▶ [INSTRUCTIONS]:
1) In the poker passage, reproduce verbatim the part that opens with the words containing "If the pot was" and closes with "to call you.".
2) Carry on the text about bluffing in poker from the point where it ends.

▶ [TEXT PASSAGE]:
I do not believe there is a theoretical cap.

I'll give u a no-limit exampe first:

Pretend you have AdKs and 3 out of 5 cards on the board have diamonds on it, with no straight flush possibilities. If your Ks was any diamond card, u would have the absolute nuts, but you don't - and pretend u got nothing else (no pair, etc.)

If the pot was $100, it would be correct to go all in with a deepstack here, even if both you and your opponent had trillions in chips. You know your opponent cannot hold the nuts - you know he must fold. And as long as you play your value hand the same way, and you don't bluff more than 49.999% of your hands in this situation, your opponent would be a fool to call you.

Now applied to limit, the same theory I think holds - but just barely. In game theory, every value bet has to be coupled with a potential bluff. Since we would never stop betting the nuts, in theory, we would never totally stop bluffing when we are representing the nuts.

Now for the VERY BIG game-theory exception to this rule. Unike no-limit, the pot is capable of growing very large in relation to any future re-raise. As the pot grows, our opponents pot-commitment grows. Thus, we don't need to bluff him as often, to force him to call us down.

▶ [RAW DATA]:

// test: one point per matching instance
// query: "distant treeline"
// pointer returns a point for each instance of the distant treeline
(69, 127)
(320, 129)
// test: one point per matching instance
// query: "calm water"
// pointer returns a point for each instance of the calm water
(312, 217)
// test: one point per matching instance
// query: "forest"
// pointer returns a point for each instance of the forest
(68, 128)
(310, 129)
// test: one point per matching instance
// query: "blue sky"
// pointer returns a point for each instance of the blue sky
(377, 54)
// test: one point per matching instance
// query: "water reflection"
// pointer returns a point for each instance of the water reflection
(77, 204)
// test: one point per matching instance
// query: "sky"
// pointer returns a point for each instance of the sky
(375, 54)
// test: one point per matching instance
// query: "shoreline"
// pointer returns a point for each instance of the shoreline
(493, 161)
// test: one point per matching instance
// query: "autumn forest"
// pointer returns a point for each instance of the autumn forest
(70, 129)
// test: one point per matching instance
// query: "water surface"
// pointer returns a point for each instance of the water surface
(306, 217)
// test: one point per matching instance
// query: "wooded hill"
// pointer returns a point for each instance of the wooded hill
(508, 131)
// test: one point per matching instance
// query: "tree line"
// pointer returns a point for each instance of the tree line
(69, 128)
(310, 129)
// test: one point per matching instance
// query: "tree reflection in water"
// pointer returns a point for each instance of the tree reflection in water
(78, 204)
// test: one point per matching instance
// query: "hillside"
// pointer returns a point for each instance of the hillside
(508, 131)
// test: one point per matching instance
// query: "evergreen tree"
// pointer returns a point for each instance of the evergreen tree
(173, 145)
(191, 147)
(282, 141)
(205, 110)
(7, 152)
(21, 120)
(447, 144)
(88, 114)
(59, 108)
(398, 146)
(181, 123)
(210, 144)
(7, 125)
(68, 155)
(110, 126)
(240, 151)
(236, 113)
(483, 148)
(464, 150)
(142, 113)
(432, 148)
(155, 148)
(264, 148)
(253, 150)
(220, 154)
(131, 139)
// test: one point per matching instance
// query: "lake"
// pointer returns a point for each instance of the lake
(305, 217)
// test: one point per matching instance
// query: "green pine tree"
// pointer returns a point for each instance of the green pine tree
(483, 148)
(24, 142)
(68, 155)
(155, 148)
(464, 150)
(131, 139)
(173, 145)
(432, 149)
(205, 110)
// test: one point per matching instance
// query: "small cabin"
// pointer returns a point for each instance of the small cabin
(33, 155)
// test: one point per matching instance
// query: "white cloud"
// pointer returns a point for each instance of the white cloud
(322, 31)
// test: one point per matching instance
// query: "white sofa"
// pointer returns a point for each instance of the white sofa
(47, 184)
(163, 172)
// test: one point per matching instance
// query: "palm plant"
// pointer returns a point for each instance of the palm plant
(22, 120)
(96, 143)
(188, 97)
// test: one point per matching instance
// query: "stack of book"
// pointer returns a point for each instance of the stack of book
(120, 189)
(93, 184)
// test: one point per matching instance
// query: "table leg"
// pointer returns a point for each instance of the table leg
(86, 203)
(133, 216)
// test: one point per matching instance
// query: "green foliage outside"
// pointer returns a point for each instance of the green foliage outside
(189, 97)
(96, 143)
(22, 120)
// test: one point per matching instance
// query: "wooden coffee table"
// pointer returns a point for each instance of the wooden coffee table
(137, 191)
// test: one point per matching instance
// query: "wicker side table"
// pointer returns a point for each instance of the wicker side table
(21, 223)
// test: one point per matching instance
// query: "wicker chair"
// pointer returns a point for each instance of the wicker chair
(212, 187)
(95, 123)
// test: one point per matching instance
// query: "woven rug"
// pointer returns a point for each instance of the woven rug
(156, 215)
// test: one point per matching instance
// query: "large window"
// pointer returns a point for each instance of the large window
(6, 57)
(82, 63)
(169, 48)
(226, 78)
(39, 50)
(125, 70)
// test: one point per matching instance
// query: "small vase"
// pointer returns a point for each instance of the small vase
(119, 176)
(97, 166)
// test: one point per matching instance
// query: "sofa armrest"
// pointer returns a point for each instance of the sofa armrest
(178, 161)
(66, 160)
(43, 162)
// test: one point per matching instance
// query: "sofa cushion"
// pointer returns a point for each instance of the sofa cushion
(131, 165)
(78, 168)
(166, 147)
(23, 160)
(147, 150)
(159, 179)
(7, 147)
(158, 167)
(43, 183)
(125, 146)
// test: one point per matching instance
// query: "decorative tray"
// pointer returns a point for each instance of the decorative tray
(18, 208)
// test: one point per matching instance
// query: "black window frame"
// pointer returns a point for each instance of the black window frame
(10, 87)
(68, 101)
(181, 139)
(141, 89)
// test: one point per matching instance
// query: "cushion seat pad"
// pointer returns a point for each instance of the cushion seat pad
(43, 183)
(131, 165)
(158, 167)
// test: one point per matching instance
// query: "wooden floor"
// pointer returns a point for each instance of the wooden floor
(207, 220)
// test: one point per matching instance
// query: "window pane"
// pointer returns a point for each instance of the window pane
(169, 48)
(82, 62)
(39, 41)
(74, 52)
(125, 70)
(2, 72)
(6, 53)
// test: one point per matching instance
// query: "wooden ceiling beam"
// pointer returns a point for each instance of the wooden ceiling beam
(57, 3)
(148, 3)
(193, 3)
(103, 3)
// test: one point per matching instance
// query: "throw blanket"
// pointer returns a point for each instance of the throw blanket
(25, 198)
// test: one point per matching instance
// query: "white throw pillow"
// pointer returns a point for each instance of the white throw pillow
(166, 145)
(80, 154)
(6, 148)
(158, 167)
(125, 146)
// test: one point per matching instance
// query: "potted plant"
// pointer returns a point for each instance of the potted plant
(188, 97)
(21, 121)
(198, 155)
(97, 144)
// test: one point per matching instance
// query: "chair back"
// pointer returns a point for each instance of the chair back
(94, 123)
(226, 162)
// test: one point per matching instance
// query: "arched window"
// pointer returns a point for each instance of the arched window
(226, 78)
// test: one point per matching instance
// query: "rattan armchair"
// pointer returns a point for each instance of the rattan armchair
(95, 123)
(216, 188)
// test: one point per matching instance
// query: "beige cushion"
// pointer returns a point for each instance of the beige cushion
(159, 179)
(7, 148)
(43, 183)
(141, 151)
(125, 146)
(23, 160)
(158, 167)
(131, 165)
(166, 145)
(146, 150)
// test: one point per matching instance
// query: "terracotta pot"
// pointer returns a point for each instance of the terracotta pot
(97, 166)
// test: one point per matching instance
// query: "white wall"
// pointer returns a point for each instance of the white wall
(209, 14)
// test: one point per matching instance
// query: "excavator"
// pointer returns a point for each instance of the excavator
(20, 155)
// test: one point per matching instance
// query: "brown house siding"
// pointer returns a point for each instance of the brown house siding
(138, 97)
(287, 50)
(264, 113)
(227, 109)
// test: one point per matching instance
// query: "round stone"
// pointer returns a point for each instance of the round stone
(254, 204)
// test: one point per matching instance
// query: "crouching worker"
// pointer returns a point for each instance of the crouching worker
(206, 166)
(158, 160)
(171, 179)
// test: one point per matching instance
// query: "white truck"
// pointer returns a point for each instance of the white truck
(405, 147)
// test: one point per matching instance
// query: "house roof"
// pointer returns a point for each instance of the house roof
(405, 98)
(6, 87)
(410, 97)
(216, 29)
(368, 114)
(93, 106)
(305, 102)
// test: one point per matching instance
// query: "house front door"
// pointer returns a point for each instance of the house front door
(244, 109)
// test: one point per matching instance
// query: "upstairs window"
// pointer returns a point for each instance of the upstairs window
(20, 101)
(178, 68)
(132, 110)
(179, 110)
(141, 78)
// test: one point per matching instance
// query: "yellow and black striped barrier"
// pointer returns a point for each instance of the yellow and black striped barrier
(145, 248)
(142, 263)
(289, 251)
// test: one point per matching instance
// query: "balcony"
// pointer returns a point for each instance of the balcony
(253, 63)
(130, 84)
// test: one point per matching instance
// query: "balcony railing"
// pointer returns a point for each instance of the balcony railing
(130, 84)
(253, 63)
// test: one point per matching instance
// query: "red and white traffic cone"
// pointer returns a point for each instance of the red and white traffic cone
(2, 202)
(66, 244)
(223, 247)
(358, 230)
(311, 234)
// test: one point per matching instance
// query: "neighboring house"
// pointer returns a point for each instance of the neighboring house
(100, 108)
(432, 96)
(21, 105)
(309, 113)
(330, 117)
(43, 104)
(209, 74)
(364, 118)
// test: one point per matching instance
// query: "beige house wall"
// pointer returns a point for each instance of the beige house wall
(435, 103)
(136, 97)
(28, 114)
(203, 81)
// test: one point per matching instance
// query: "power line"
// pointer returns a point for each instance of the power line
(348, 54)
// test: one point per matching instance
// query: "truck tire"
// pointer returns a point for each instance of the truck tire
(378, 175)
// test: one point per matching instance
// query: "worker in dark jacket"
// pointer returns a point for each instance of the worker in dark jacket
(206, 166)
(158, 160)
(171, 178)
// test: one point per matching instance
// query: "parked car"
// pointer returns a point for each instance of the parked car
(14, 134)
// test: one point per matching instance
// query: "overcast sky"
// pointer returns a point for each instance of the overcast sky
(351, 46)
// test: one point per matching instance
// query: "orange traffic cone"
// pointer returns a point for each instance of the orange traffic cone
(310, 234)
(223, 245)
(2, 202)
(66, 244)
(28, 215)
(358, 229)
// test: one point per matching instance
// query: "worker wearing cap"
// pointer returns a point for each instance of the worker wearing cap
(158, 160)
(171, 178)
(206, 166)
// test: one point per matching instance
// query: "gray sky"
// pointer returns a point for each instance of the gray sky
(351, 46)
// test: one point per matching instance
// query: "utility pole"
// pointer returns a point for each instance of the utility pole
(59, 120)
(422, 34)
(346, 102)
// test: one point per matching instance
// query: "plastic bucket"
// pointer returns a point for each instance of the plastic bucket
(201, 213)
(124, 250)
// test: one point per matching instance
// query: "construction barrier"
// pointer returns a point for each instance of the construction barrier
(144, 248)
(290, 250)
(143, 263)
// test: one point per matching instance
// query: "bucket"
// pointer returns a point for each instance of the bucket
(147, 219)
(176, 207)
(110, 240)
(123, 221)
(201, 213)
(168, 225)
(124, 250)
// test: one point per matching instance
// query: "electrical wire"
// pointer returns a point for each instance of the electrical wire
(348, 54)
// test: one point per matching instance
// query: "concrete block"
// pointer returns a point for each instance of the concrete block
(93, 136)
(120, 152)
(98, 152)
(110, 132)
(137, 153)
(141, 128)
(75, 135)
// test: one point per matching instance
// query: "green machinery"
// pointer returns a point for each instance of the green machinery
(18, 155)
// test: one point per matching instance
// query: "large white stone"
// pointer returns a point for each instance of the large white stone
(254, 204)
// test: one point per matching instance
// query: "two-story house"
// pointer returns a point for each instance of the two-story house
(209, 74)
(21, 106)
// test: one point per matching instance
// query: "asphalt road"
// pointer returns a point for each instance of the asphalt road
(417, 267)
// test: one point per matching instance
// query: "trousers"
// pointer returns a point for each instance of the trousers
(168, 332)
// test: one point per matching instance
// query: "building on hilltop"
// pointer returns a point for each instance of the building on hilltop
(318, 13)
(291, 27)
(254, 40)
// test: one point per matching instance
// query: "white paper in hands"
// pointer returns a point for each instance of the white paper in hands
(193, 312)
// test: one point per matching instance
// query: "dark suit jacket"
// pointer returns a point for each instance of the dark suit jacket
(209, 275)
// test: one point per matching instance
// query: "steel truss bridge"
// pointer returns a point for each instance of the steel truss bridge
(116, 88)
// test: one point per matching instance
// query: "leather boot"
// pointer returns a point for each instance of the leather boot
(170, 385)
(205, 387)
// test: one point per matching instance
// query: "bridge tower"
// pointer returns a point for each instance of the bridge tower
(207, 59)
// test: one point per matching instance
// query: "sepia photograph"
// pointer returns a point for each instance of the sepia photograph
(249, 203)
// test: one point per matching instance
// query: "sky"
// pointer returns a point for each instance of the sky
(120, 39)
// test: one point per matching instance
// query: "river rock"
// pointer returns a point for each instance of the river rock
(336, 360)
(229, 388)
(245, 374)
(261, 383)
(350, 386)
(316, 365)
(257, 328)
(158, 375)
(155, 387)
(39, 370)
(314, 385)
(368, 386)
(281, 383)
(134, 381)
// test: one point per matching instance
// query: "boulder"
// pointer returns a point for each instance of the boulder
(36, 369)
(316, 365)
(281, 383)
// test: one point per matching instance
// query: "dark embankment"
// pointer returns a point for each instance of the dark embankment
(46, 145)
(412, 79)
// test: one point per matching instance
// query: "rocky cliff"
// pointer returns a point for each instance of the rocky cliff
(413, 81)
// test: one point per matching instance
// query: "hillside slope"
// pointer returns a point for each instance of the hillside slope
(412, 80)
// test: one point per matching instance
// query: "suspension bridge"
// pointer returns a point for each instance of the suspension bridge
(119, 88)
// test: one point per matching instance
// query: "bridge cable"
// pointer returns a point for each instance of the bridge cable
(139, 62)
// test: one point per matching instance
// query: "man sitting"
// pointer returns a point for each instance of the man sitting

▶ [RESULTS]:
1)
If the pot was $100, it would be correct to go all in with a deepstack here, even if both you and your opponent had trillions in chips. You know your opponent cannot hold the nuts - you know he must fold. And as long as you play your value hand the same way, and you don't bluff more than 49.999% of your hands in this situation, your opponent would be a fool to call you.

2)
This means, that every time he raises us back, we should drop a certain percentage of our bluffs, re-raise our nut hands and the remaining percentage of our bluffs. Our bluff percent can never hit zero, because we never stop raising with the nuts here. What i mean by our bluffs never hits zero - is that our bluff percentage is asymptotic to zero. Meaning it gets infinitely close to zero, but never quite equals it.

Ok - before I get flamed by a bunch of people who purport to understand game theory, let me say this. This was ONLY a game theory analysis. Obviously a human would feel pot committed at a crtain point even with a second best hand and would always call a limit-reraise. A computer programmed to play poker optimially though would be capable of in-human like laydowns.

P.s. The above examples i used where there was no theoretical limit only hold where your bluff hand rules out the possibility of your opponent holding the nuts when you bluff. If you can't rule that out, gametheory would impose a theoretical cap.